Texte fourni:
S’il écarte toute dévolution du pouvoir en dehors des voies démocratiques, le député Thierno Lô n’en souhaite pas moins que le président Wade désigne rapidement son successeur au sien du Pds., celui qui sera chargé de pérenniser son legs politique et qui devra plus tard affronter démocratiquement les candidats de l’opposition aux prochaines élections. Pour l’ancien ministre de l’Environnement et actuel président de la commission Urbanisme, habitat, équipement et transport, ce choix permettra d’interrompre toutes les querelles de positionnement qui minent aujourd’hui le Pds. Thierno Lô rame par ailleurs à contre-courant de ses frères libéraux qui appellent au boycott de la presse. De la même manière qu’il désapprouve ceux qui tentent de discréditer les assises nationales en les qualifiant d’entreprise subversive.

Wal Fadjri : Le vote du règlement intérieur du congrès consacrant la prééminence du Sénat sur l’Assemblée nationale a soulevé l’ire de certains parlementaires. Est-ce à dire que les députés de la majorité ont voté malgré eux ?

Consigne: Résumez en deux phrases le texte fourni sur les positions du député Thierno Lô. La liste n'a aucun rôle dans ce travail.

Données affichées:
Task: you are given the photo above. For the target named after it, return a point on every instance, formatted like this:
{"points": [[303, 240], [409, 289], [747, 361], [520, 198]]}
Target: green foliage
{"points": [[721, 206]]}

Réponse attendue: Le député Thierno Lô, qui écarte toute dévolution du pouvoir en dehors des voies démocratiques, souhaite que le président Wade désigne rapidement un successeur chargé de pérenniser son legs politique, afin d'interrompre les querelles de positionnement qui minent le Pds. Il va aussi à contre-courant des libéraux qui appellent au boycott de la presse et désapprouve ceux qui qualifient les assises nationales d'entreprise subversive.